### What you will do
Put every line of the material below into a numbered list, leaving out blank lines. Omit the pictures from your list.

### Record set
..........
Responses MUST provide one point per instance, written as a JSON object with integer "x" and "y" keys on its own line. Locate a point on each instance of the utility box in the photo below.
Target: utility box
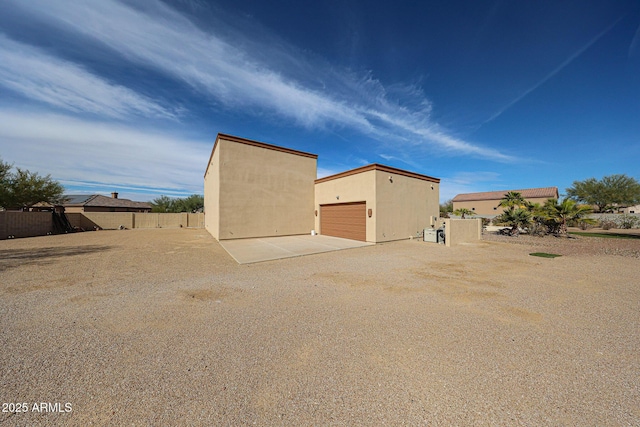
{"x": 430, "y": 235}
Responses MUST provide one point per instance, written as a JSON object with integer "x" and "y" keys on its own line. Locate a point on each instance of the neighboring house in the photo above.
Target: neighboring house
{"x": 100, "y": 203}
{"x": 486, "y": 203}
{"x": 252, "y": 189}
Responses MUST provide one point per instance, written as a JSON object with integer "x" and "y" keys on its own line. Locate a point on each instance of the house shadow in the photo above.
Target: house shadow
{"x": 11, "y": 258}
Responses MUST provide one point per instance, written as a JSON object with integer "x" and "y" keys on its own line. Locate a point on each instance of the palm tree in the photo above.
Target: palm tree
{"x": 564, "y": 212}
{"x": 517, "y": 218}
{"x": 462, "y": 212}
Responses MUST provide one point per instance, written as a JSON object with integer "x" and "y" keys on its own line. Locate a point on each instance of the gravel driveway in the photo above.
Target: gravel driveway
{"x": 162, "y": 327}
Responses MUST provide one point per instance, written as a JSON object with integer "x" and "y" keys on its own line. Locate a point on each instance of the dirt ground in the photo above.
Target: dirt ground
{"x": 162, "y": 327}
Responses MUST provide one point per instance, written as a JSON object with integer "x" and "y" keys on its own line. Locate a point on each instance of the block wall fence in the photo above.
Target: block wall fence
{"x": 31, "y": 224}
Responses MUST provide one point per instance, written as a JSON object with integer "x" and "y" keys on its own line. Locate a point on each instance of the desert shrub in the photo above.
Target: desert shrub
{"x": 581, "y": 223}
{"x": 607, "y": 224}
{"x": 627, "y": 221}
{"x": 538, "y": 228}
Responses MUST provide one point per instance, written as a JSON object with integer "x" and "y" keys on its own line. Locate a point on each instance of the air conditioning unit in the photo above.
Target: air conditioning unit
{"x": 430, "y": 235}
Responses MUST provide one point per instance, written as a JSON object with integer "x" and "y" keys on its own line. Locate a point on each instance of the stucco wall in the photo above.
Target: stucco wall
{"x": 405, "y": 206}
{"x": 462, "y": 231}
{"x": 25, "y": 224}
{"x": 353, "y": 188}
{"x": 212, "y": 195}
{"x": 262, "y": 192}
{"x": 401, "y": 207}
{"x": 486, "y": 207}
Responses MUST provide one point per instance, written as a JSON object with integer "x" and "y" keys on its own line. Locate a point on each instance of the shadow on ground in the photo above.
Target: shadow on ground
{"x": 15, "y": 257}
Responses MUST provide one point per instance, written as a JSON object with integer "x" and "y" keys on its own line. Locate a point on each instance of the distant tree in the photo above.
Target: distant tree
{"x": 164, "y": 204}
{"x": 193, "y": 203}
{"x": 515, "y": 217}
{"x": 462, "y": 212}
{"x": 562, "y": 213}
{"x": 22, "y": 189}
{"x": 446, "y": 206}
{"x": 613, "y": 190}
..........
### Reply
1. Responses MUST provide one point per instance, written as a JSON object with integer "x" and "y" keys on its own line. Locate a point on each instance of the utility box in the photo below.
2. Target: utility box
3. {"x": 430, "y": 235}
4. Responses MUST provide one point per instance, written as a JSON object with integer "x" and "y" keys on its own line. Locate a point on each instance of the neighboring house in the photo above.
5. Target: neighboring house
6. {"x": 100, "y": 203}
7. {"x": 486, "y": 203}
8. {"x": 252, "y": 189}
9. Responses MUST provide one point per instance, written as a JSON object with integer "x" and "y" keys on its own line. Locate a point on each instance of the house shadow in the photo above.
10. Target: house shadow
11. {"x": 11, "y": 258}
12. Responses MUST provide one point per instance, written as a JSON object with integer "x" and "y" keys on its own line. Locate a point on each instance of the palm tree in the photo above.
13. Target: palm tree
14. {"x": 564, "y": 212}
15. {"x": 517, "y": 218}
16. {"x": 462, "y": 212}
17. Responses MUST provide one point per instance, written as a JSON object with integer "x" and "y" keys on its own line. Locate a point on each instance of the gravel driveway in the photo above.
18. Target: gravel driveway
19. {"x": 162, "y": 327}
20. Responses MUST provide one point per instance, written as a JSON object with integer "x" and "y" keys on its own line. Locate a point on each instance of the dirt ground in the photo above.
21. Target: dirt ground
22. {"x": 162, "y": 327}
23. Responses MUST provide one point per instance, written as a JSON object with integer "x" and "y" keys on its own line. Locate a point on each instance of the block wall fence in the photo above.
24. Target: block wall fence
25. {"x": 31, "y": 224}
26. Responses MUST provide one point per instance, written as a JSON object with integer "x" and "y" keys on its own line. Locate a point on each instance of the desert shrub in the photo above.
27. Target: desert shrub
28. {"x": 581, "y": 223}
29. {"x": 607, "y": 224}
30. {"x": 627, "y": 221}
31. {"x": 538, "y": 228}
32. Responses MUST provide one point per instance, written as a JSON object with integer "x" and "y" keys on its own line. Locate a point on each instance of the air conditioning unit in the photo above.
33. Target: air conditioning unit
34. {"x": 430, "y": 235}
35. Responses MUST provide one point per instance, written as a JSON object with integer "x" and "y" keys on its own line. Locate a point on each instance of the stucco wall in the photo above.
36. Target: stucco wall
37. {"x": 405, "y": 206}
38. {"x": 462, "y": 231}
39. {"x": 25, "y": 224}
40. {"x": 353, "y": 188}
41. {"x": 212, "y": 195}
42. {"x": 262, "y": 192}
43. {"x": 401, "y": 207}
44. {"x": 486, "y": 207}
45. Responses MUST provide one point per instance, written as a JSON object with integer "x" and "y" keys on its own line. Locate a point on each instance of the shadow on ground in the photo above.
46. Target: shadow on ground
47. {"x": 15, "y": 257}
48. Responses MUST provide one point per instance, written as a JSON object with integer "x" and "y" keys on its own line. Locate a point on each instance of the distant tree in the photo above.
49. Target: distant tree
50. {"x": 164, "y": 204}
51. {"x": 193, "y": 203}
52. {"x": 515, "y": 217}
53. {"x": 462, "y": 212}
54. {"x": 562, "y": 213}
55. {"x": 22, "y": 189}
56. {"x": 446, "y": 206}
57. {"x": 613, "y": 190}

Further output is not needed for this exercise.